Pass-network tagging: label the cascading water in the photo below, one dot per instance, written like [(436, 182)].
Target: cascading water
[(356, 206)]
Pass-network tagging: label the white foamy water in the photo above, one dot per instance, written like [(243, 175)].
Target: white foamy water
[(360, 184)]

* * *

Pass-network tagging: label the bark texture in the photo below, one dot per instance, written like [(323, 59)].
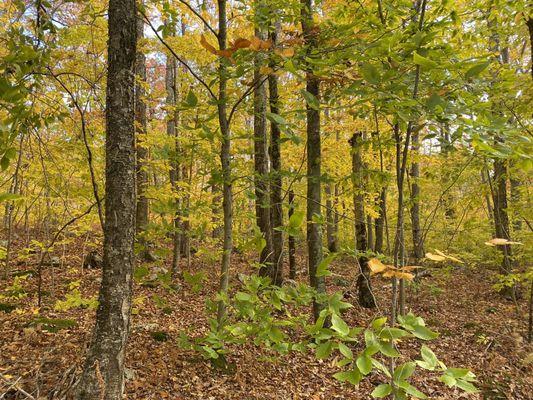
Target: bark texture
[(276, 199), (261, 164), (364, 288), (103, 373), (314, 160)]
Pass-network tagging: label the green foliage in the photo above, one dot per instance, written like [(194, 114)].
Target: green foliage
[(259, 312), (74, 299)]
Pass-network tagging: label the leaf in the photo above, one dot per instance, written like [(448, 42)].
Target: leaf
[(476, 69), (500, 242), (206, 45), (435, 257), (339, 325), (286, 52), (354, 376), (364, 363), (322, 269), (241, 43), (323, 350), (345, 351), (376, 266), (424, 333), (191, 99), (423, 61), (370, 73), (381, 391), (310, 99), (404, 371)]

==

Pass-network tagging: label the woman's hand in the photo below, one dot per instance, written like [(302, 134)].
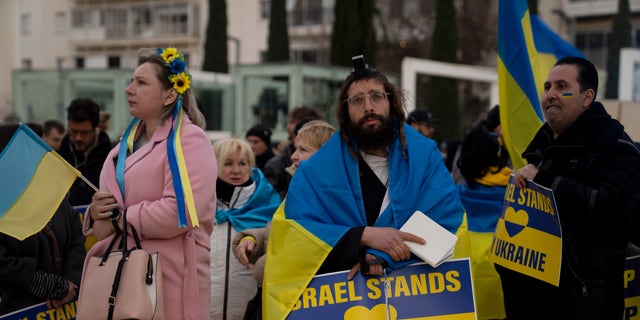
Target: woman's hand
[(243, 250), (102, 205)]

## [Instructions for the task]
Read through the entries, then copy every line where the string "above" is found.

## [Expected output]
Pass-network tagging: label the white foamy water in the photo above, one dot per instance, written like [(243, 175)].
Pass-network tagging: label the green foliage in the photo above, one dot per instance, written like [(194, 114)].
Pass-network tagging: label the leaf in the photo above, one dot per instance, written like [(448, 42)].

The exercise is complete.